AIM OF THE TASK - Write all of the entries out again exactly.

EXERCISE MATERIALS -
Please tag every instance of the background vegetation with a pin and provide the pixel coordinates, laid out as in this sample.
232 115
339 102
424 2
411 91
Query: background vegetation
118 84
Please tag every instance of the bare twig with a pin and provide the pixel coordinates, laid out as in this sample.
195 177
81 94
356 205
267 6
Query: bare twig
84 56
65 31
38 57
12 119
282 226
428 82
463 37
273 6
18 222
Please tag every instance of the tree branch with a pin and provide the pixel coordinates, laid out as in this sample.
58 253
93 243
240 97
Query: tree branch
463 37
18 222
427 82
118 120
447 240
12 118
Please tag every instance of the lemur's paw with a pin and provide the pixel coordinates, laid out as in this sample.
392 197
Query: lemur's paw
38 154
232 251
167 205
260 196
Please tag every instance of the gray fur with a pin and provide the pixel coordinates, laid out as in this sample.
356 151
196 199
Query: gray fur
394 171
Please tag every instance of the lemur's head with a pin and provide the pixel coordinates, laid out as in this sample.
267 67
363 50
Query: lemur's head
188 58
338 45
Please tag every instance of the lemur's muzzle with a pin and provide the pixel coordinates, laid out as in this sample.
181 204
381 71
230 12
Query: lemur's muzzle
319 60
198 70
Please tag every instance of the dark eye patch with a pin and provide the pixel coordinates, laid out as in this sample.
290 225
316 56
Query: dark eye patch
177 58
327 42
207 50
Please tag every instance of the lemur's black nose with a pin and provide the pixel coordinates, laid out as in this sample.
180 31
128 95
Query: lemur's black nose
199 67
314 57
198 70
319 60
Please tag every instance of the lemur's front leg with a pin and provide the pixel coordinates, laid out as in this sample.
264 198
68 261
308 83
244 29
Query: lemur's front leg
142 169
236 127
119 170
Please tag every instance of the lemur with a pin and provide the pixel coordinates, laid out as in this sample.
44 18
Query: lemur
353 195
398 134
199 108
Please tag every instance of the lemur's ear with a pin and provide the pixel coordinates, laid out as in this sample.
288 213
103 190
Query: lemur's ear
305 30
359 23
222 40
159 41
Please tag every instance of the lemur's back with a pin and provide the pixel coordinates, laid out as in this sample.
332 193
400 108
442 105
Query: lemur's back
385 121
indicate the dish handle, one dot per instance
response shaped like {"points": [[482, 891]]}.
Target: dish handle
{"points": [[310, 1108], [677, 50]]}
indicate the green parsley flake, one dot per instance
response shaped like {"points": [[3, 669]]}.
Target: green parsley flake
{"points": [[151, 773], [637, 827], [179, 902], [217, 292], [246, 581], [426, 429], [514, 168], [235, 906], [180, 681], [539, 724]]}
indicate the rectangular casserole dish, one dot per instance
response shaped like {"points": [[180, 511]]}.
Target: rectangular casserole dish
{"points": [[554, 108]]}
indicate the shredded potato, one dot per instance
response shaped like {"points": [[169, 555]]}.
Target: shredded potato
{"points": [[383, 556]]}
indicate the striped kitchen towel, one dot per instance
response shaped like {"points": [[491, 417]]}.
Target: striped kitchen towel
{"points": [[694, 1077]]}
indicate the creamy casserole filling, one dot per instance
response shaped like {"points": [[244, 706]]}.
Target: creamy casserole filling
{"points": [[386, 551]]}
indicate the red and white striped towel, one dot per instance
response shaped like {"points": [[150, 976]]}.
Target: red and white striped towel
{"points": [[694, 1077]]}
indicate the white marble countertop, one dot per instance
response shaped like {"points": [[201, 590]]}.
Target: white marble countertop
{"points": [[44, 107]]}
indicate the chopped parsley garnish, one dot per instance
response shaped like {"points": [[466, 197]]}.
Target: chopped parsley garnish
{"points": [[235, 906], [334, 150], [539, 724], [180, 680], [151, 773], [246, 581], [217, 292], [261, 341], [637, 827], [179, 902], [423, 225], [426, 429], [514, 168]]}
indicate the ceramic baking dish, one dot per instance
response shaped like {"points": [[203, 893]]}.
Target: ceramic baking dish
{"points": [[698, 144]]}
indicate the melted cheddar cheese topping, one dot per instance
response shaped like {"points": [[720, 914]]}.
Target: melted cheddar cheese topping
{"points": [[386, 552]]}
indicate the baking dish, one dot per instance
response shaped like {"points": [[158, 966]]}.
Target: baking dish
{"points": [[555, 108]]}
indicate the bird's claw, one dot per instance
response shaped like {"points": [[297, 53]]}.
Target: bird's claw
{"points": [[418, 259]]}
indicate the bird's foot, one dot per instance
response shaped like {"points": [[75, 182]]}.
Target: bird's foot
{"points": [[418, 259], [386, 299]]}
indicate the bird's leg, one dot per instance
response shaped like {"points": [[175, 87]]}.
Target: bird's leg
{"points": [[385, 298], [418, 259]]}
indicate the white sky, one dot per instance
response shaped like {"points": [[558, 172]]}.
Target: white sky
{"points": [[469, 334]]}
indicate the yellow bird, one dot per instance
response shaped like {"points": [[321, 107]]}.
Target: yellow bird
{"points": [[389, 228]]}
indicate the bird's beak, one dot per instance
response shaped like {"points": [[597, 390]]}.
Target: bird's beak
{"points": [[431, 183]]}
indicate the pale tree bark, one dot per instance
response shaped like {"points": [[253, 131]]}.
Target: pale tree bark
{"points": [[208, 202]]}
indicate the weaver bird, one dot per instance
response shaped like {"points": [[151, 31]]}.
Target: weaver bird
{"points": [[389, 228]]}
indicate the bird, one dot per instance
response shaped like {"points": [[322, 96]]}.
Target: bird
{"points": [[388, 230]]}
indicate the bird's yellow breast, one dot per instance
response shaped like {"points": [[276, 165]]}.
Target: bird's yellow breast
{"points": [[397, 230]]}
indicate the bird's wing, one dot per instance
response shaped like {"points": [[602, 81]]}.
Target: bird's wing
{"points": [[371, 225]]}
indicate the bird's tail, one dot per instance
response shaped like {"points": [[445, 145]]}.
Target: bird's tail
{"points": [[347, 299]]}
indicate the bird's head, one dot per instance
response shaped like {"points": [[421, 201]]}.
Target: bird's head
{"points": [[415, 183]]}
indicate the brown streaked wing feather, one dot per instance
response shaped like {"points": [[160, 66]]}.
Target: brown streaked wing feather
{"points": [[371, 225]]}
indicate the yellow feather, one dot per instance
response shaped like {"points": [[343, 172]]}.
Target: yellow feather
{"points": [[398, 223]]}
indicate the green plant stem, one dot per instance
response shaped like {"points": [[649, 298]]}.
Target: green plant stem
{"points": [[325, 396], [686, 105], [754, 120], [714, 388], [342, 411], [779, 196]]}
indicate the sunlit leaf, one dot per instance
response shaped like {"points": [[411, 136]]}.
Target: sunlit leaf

OUTPUT OF THE TASK -
Please tag every instance of the background vegetation with a pin and provide the pixel coordinates, laid out as in this sample.
232 115
339 102
424 2
411 91
Query: background vegetation
118 84
Please tag every instance of the bare twig with a pin and provide the pixel coordinates, laid out as in this sample.
195 177
81 94
356 205
267 6
Query: bare twig
84 56
65 31
38 57
12 119
282 226
428 82
463 37
273 6
18 222
Please tag every instance of the tree branch with a pin and provide the pixel coordinates, laid out as in this sample.
58 253
93 243
240 97
Query: tree branch
463 37
18 222
427 82
118 120
447 240
12 118
Please tag every instance of the lemur's paw with a pin and provide the pixel coordinates, laid out as in this sample.
392 197
Query: lemur's paw
38 154
232 251
167 205
260 196
Please tag every instance of the gray fur with a pin and provide the pixel coordinates, laid out as in this sample.
356 151
196 199
Query: gray fur
394 171
Please tag every instance of the lemur's head with a pin and provide the pixel coordinates, laid out as in this sample.
267 67
363 50
Query: lemur's head
188 58
338 45
Please tag every instance of the lemur's muzzle with a pin and provide the pixel coordinates, laid out as in this sample.
181 204
381 71
230 12
Query: lemur's muzzle
319 60
198 70
Please tag every instance of the dark eye patch with a pin and provide the pixel coordinates, laid out as in this sample.
290 225
316 56
Query: dark eye patch
177 58
327 42
207 50
Please tag every instance of the lemur's black nose with a pin and provide the pixel coordinates, laid out as in this sample.
180 31
128 95
Query: lemur's black nose
199 67
314 57
198 70
319 60
Please tag every instance of the lemur's front leg with a pin and provide the pixel coordinates, laid out as in this sample.
264 198
68 261
308 83
244 29
Query: lemur's front leg
142 169
236 127
119 170
Please tag every instance of the lemur with a pin and provide the pixel coordinates, laid out as in this sample.
44 18
Query: lemur
353 195
398 134
199 108
Please tag every instance of the lemur's ear with a pin and provide the pixel coordinates, laid out as in this sample.
288 213
103 190
Query: lemur's ear
305 30
359 23
222 40
159 41
Please tag every instance of the lemur's back with a pin and provide the pixel coordinates, laid out as in this sample.
332 193
400 108
442 105
Query: lemur's back
385 121
indicate the dish handle, one dot per instance
response shaped like {"points": [[482, 891]]}.
Target: dish handle
{"points": [[310, 1108], [677, 50]]}
indicate the green parsley flake, one dot per instance
response shaped like {"points": [[3, 669]]}.
Target: green parsley flake
{"points": [[151, 773], [637, 827], [179, 902], [217, 292], [246, 581], [426, 429], [514, 168], [235, 906], [180, 681], [539, 724]]}
indicate the rectangular casserole dish, one dot per instance
response shaped like {"points": [[180, 511]]}.
Target: rectangular casserole dish
{"points": [[554, 108]]}
indicate the shredded potato, one dot per instance
response shaped like {"points": [[169, 555]]}.
Target: shredded potato
{"points": [[383, 556]]}
indicate the striped kitchen towel, one dot per instance
response shaped like {"points": [[491, 417]]}.
Target: striped kitchen towel
{"points": [[694, 1077]]}
indicate the creamy casserole filling, one dot per instance
response shaped like {"points": [[244, 706]]}.
Target: creamy casserole filling
{"points": [[386, 551]]}
indicate the red and white striped towel, one dot per instance
response shaped like {"points": [[150, 976]]}.
Target: red and white striped towel
{"points": [[694, 1077]]}
indicate the white marble countertop, one dot per instance
response shaped like {"points": [[201, 590]]}.
Target: white marble countertop
{"points": [[44, 107]]}
indicate the chopped parsley garnish, one dot per instance
response shaped like {"points": [[466, 197]]}.
Target: chopped parsley garnish
{"points": [[235, 906], [334, 150], [539, 724], [180, 680], [151, 773], [246, 581], [217, 292], [261, 341], [637, 827], [179, 902], [423, 225], [426, 429], [514, 168]]}
indicate the ceramic baking dish, one dot per instance
response shaped like {"points": [[203, 893]]}.
Target: ceramic baking dish
{"points": [[698, 144]]}
indicate the melted cheddar cheese topping, one dot per instance
response shaped like {"points": [[720, 914]]}.
Target: melted cheddar cheese topping
{"points": [[386, 552]]}
indicate the baking dish, one dot per instance
response shaped like {"points": [[158, 966]]}.
Target: baking dish
{"points": [[555, 108]]}
indicate the bird's claw, one dot per instance
response shaped like {"points": [[297, 53]]}.
Target: bird's claw
{"points": [[418, 259]]}
indicate the bird's foot, one dot per instance
response shaped like {"points": [[75, 182]]}.
Target: bird's foot
{"points": [[418, 259], [386, 299]]}
indicate the bird's leg, one dot per instance
response shaped like {"points": [[175, 87]]}.
Target: bird's leg
{"points": [[385, 298], [418, 259]]}
indicate the white sky, one dot per instance
response shaped like {"points": [[558, 172]]}.
Target: white sky
{"points": [[469, 334]]}
indicate the yellow bird, one dot per instance
response shaped like {"points": [[321, 107]]}.
Target: yellow bird
{"points": [[389, 228]]}
indicate the bird's beak, one dot per instance
response shaped like {"points": [[597, 390]]}.
Target: bird's beak
{"points": [[431, 183]]}
indicate the pale tree bark, one dot per instance
response shaped like {"points": [[253, 131]]}.
Target: pale tree bark
{"points": [[208, 202]]}
indicate the weaver bird, one dot per instance
response shaped like {"points": [[151, 31]]}.
Target: weaver bird
{"points": [[389, 228]]}
indicate the bird, one dot per instance
response shaped like {"points": [[322, 96]]}.
Target: bird
{"points": [[388, 230]]}
indicate the bird's yellow breast, one dot per instance
response shaped like {"points": [[276, 165]]}.
Target: bird's yellow breast
{"points": [[397, 230]]}
indicate the bird's wing, one dot per instance
response shaped like {"points": [[602, 81]]}.
Target: bird's wing
{"points": [[371, 225]]}
indicate the bird's tail, one dot per instance
response shaped like {"points": [[445, 145]]}.
Target: bird's tail
{"points": [[347, 299]]}
indicate the bird's head, one dot per instance
response shaped like {"points": [[421, 201]]}.
Target: bird's head
{"points": [[415, 183]]}
indicate the brown streaked wing feather, one dot per instance
response shaped like {"points": [[160, 66]]}.
Target: brown streaked wing feather
{"points": [[371, 225]]}
indicate the yellow feather, one dot per instance
response shaped like {"points": [[343, 172]]}.
Target: yellow feather
{"points": [[398, 223]]}
indicate the green plant stem, one dot per instance
response shaped like {"points": [[649, 298]]}.
Target: green plant stem
{"points": [[325, 396], [686, 105], [754, 120], [714, 388], [342, 411], [779, 196]]}
indicate the sunlit leaf, one dot per instance
response shaped like {"points": [[411, 136]]}.
Target: sunlit leaf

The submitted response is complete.